Instrucciones:
- A) Reescribe el fragmento entre "Pero ojo, porque" y "sería demasiado doloroso.", ambos incluidos, cambiando "olvidar" por "soltar".
- B) Responde según el fragmento:
(i) ¿Qué factor resultó ser el más sanador?
(ii) ¿Qué le permitía a quien narra el trabajo que tenía?
(iii) ¿Con qué detalles se empieza a olvidar?

Fragmento dado:
----------

Pero ojo, porque es verdad que después de todo, sí se puede volver a ser feliz. Tuve mucha suerte de tener un trabajo que de verdad me gustaba, que me demandaba tiempo y me permitía distraerme, junto con un gran apoyo de mi familia y mis amigos, descubrí que quizás el factor más controversial y poco poético era el más sanador: olvidar, algo que inevitablemente, pasa de a poco y cautelosamente con el tiempo. Comienzas por los detalles, los olores de la persona, el calor de su mano sobre la tuya o cómo se sentían sus besos, incluso el sonido de su voz. Todas cosas que cuesta mucho dejar ir, pero que de quedarse para siempre, sería demasiado doloroso.

----------

Sección de datos:
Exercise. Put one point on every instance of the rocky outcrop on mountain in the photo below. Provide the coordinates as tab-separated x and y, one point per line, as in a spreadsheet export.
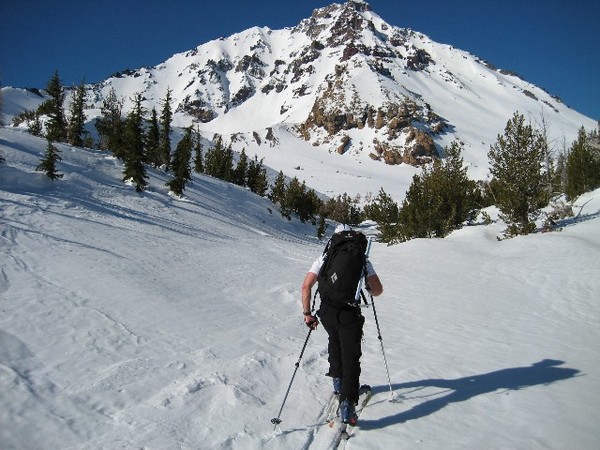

----------

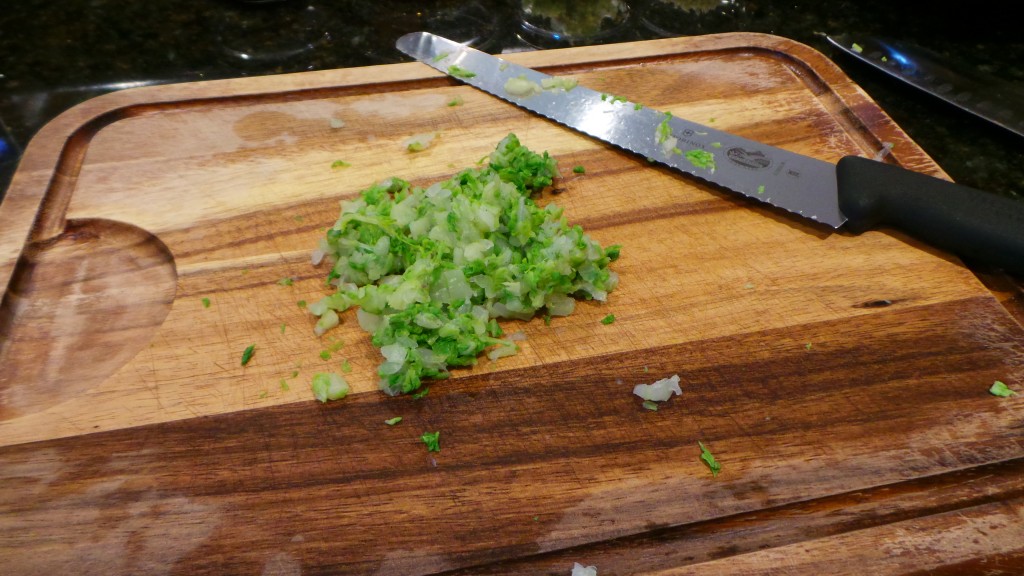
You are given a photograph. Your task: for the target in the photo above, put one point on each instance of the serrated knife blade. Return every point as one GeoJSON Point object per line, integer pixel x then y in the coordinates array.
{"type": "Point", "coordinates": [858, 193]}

----------

Respuestas en orden:
- A)
Pero ojo, porque es verdad que después de todo, sí se puede volver a ser feliz. Tuve mucha suerte de tener un trabajo que de verdad me gustaba, que me demandaba tiempo y me permitía distraerme, junto con un gran apoyo de mi familia y mis amigos, descubrí que quizás el factor más controversial y poco poético era el más sanador: soltar, algo que inevitablemente, pasa de a poco y cautelosamente con el tiempo. Comienzas por los detalles, los olores de la persona, el calor de su mano sobre la tuya o cómo se sentían sus besos, incluso el sonido de su voz. Todas cosas que cuesta mucho dejar ir, pero que de quedarse para siempre, sería demasiado doloroso.

- B)
(i) Olvidar.
(ii) Distraerse.
(iii) Con los olores de la persona, el calor de su mano sobre la tuya, cómo se sentían sus besos e incluso el sonido de su voz.